(Dataset records)
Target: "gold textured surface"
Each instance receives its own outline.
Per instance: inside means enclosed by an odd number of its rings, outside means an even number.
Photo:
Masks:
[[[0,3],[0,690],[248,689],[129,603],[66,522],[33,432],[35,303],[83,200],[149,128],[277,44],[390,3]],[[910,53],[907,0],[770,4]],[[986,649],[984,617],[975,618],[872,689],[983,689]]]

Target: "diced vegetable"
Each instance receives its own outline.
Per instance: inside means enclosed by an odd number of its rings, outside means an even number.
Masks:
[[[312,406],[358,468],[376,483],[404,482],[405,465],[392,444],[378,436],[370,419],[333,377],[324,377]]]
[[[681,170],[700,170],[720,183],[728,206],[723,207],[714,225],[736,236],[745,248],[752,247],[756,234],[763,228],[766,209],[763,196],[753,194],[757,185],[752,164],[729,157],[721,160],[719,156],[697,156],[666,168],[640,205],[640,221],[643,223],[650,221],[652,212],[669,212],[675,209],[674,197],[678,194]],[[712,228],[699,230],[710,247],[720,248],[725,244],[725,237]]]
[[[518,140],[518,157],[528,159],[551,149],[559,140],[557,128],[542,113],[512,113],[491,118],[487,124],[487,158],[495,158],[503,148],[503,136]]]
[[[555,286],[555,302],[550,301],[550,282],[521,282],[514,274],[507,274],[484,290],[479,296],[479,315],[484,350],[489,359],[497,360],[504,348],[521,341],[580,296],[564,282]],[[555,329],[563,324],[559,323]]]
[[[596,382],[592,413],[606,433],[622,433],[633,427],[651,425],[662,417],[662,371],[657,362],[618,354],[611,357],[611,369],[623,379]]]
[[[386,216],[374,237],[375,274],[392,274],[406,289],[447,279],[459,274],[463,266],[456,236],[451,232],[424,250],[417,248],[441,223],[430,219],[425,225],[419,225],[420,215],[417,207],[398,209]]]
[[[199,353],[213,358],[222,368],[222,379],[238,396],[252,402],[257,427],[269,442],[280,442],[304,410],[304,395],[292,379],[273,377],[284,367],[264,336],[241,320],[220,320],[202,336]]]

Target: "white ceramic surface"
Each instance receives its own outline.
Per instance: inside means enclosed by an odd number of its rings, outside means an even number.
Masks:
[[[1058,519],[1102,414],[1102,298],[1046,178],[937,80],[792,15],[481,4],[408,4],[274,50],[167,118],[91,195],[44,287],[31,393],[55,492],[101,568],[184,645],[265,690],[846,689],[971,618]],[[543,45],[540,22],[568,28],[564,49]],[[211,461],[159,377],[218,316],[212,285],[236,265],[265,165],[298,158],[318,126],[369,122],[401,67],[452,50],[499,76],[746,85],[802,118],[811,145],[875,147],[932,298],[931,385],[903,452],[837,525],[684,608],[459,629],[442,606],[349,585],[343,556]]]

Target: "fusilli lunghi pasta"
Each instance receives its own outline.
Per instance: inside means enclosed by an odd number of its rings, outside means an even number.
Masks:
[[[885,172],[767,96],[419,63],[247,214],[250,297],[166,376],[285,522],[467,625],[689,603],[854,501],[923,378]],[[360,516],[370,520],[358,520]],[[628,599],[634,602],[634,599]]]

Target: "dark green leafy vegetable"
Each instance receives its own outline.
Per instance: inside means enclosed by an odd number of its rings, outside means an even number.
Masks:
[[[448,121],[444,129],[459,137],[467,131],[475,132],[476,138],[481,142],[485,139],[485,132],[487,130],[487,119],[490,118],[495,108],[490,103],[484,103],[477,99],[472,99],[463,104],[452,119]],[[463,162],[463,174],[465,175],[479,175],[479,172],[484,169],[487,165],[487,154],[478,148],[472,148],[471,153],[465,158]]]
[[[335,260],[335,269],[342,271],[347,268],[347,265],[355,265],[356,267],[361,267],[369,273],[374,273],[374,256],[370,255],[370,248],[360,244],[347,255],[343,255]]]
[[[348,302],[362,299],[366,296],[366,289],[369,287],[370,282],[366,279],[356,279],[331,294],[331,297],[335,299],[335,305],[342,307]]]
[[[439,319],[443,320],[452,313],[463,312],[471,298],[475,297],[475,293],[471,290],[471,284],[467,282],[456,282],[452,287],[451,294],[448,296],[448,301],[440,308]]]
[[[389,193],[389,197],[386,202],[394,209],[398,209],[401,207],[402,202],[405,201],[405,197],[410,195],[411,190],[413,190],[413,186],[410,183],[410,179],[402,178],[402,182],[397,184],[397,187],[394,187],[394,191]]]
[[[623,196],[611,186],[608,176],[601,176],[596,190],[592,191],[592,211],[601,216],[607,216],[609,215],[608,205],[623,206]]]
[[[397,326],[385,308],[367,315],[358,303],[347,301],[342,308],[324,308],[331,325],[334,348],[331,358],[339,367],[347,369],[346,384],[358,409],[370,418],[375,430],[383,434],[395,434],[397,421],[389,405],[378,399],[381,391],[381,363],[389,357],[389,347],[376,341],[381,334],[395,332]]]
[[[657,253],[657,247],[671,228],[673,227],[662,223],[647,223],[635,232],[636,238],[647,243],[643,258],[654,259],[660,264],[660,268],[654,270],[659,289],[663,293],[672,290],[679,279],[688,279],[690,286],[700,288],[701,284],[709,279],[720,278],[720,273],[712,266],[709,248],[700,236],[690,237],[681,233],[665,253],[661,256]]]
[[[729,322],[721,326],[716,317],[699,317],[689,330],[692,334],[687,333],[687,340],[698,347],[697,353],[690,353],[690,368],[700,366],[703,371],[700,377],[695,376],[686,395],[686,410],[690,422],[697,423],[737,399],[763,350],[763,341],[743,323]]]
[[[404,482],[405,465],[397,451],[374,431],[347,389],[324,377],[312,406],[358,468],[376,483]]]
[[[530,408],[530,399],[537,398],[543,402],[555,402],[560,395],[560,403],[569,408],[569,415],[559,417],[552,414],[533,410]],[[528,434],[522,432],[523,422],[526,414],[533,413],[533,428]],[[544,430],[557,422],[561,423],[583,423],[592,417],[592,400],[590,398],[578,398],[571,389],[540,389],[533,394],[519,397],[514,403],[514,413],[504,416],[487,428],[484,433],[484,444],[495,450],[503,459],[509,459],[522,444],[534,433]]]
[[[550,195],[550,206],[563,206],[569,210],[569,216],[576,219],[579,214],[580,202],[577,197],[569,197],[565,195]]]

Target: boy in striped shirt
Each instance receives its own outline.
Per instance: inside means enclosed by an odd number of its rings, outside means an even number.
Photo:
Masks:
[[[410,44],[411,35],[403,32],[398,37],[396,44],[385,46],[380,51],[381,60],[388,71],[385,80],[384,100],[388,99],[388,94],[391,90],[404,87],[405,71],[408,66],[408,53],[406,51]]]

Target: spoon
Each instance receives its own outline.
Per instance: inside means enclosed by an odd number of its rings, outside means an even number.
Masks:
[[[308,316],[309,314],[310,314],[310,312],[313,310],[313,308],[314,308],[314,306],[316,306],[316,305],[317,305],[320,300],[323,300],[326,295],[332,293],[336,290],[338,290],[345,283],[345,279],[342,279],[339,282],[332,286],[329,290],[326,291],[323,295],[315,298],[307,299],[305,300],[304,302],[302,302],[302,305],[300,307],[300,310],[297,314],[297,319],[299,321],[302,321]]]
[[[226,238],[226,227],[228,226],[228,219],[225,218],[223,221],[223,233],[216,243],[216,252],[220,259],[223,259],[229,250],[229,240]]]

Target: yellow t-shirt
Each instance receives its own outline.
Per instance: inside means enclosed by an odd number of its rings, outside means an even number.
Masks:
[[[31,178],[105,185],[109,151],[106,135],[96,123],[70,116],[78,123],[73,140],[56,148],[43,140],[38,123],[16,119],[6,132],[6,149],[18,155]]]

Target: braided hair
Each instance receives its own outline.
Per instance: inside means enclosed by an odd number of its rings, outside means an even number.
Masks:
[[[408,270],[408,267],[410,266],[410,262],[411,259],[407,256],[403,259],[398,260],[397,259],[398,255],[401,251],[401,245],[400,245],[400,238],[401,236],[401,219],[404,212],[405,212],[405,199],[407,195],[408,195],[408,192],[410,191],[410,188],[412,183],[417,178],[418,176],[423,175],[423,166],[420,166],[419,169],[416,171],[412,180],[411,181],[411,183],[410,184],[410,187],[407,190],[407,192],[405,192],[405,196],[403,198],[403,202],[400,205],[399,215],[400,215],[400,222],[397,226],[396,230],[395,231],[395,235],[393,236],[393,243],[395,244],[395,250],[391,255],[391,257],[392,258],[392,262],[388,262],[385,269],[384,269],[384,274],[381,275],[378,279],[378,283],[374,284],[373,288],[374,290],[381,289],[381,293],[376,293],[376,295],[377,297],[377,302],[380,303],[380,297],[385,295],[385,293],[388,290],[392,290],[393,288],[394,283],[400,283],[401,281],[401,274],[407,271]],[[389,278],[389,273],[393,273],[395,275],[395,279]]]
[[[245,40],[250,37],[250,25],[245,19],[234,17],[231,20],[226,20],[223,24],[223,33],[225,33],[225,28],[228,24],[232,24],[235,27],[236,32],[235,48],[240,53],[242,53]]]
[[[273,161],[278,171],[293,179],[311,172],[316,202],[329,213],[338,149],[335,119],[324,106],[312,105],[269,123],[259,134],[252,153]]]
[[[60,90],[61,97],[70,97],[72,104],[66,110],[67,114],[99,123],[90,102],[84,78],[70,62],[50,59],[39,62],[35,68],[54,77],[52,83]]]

◆ Written exercise ◆
Reproduce the stretch from the line containing "Target: braided hair" through the end of the records, substituting "object" for "instance" and leaving everything else unchanged.

◆ Task output ◆
Target: braided hair
Each object receives its own outline.
Per object: inside means enclosed by an odd number of its rings, outside means an even number.
Masks:
[[[408,270],[408,267],[410,266],[410,262],[411,259],[407,256],[403,259],[398,260],[397,259],[398,255],[401,251],[401,245],[400,245],[400,238],[401,236],[401,219],[404,212],[405,212],[405,199],[407,195],[408,195],[408,192],[410,191],[410,188],[412,183],[417,178],[418,176],[423,175],[423,166],[420,166],[419,169],[416,171],[412,180],[411,181],[411,183],[410,184],[410,187],[407,190],[407,192],[405,192],[405,196],[403,198],[403,202],[400,205],[399,215],[400,215],[400,222],[397,226],[396,230],[395,231],[395,235],[393,236],[393,243],[395,244],[395,250],[391,255],[391,257],[392,258],[392,262],[388,262],[385,269],[384,269],[384,274],[381,275],[378,279],[378,283],[374,284],[373,288],[374,290],[381,289],[381,293],[376,293],[376,295],[377,297],[377,302],[380,303],[380,297],[385,295],[385,293],[388,290],[392,290],[393,288],[394,283],[400,283],[401,281],[401,274],[407,271]],[[389,278],[389,273],[393,273],[395,275],[395,279]]]
[[[245,40],[250,37],[250,25],[245,19],[234,17],[231,20],[226,20],[223,24],[223,33],[225,33],[225,28],[228,24],[232,24],[235,27],[236,32],[235,48],[240,53],[242,53]]]
[[[273,161],[278,171],[293,179],[311,172],[316,202],[329,213],[338,149],[335,119],[324,106],[312,105],[269,123],[259,134],[252,153]]]
[[[60,90],[61,97],[70,97],[72,104],[66,110],[67,114],[99,123],[90,102],[84,78],[70,62],[50,59],[39,62],[35,68],[54,77],[52,83]]]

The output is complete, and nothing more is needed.